### EXERCISE:
What do the lines from the one containing "Question. For every instance of the striped" through the end of the entries say? Quote them exactly, and only them.

-- begin DATA SECTION --

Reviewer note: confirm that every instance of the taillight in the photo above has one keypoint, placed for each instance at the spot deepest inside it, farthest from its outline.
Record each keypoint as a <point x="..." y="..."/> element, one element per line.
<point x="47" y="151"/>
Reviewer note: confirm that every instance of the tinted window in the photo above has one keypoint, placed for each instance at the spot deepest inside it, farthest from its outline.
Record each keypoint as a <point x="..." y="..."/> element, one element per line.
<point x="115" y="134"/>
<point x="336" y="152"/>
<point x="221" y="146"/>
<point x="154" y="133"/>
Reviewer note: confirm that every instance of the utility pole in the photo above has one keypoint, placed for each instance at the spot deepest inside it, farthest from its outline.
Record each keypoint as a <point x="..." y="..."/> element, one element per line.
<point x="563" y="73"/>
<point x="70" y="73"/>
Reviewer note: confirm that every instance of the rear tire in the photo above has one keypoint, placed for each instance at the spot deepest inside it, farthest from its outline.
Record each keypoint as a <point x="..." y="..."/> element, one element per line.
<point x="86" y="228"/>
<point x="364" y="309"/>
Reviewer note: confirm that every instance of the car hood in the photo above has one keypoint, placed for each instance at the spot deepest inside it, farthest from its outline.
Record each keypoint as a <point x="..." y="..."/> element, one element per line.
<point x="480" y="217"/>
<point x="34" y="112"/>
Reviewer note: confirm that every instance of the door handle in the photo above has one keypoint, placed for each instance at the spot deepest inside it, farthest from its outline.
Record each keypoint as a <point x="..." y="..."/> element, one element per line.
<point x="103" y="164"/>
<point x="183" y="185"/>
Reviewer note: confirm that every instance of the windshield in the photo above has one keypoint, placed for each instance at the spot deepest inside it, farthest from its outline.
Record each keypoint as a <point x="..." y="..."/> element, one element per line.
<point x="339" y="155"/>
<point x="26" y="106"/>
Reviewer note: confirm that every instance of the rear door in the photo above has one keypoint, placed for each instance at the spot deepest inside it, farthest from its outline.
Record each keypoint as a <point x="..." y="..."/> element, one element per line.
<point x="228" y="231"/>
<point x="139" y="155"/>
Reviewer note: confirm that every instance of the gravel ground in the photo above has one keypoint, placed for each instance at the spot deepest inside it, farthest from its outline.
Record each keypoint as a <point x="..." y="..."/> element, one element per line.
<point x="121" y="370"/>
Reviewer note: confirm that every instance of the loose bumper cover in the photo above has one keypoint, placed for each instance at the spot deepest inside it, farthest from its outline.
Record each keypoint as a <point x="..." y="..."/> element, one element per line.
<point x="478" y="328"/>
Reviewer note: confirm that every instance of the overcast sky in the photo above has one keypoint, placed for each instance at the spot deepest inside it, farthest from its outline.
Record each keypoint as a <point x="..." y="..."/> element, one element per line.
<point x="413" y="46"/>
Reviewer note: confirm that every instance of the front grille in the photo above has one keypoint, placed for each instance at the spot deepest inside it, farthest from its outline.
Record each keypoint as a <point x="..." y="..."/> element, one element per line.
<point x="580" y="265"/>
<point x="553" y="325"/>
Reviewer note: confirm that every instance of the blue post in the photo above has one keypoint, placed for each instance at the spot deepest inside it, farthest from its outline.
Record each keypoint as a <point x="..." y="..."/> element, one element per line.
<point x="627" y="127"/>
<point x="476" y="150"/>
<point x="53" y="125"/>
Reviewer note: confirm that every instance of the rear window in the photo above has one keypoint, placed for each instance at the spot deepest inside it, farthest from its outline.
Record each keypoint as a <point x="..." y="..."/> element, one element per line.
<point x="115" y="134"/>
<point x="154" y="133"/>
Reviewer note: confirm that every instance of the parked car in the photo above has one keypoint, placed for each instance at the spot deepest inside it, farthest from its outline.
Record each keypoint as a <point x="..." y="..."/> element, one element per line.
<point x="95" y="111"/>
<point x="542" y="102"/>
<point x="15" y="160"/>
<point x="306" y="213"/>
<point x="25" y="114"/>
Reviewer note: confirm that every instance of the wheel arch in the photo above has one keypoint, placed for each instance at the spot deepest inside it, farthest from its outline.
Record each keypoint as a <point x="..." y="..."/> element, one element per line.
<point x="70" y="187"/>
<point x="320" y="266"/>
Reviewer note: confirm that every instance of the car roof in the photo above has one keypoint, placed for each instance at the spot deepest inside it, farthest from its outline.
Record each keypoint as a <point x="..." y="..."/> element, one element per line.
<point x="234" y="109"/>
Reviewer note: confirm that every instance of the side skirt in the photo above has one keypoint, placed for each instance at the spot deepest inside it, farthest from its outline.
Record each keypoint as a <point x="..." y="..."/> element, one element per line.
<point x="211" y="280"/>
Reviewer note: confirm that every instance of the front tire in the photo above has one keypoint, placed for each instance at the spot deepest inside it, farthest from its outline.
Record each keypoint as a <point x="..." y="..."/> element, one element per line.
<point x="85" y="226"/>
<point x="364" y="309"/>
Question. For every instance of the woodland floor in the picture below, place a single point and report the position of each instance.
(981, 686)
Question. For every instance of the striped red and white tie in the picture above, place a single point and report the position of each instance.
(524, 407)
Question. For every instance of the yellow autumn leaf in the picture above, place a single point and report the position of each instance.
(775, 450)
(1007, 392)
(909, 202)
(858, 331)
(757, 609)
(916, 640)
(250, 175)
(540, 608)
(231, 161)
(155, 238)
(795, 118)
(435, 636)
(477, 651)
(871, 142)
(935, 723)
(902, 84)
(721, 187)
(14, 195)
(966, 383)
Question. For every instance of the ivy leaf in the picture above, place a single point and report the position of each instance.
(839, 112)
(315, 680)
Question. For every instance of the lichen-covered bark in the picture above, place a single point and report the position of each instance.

-- end DATA SECTION --

### OUTPUT:
Question. For every instance of the striped red and white tie in the picture above, place a single point and report the position of each instance.
(524, 407)
Question. For every instance of the yellow autumn leaf in the picture above, place a single point and report the position of each instance.
(775, 450)
(1007, 392)
(909, 202)
(858, 331)
(757, 609)
(916, 640)
(250, 175)
(540, 608)
(231, 161)
(155, 238)
(795, 118)
(435, 636)
(477, 651)
(871, 142)
(935, 723)
(902, 84)
(721, 187)
(14, 195)
(966, 383)
Question. For every instance of the ivy leaf in the picture above, place a single point and report the position of each instance.
(839, 112)
(315, 680)
Question. For every instance of the lichen-covered bark in the picture above, place a single point and report the position of each instance.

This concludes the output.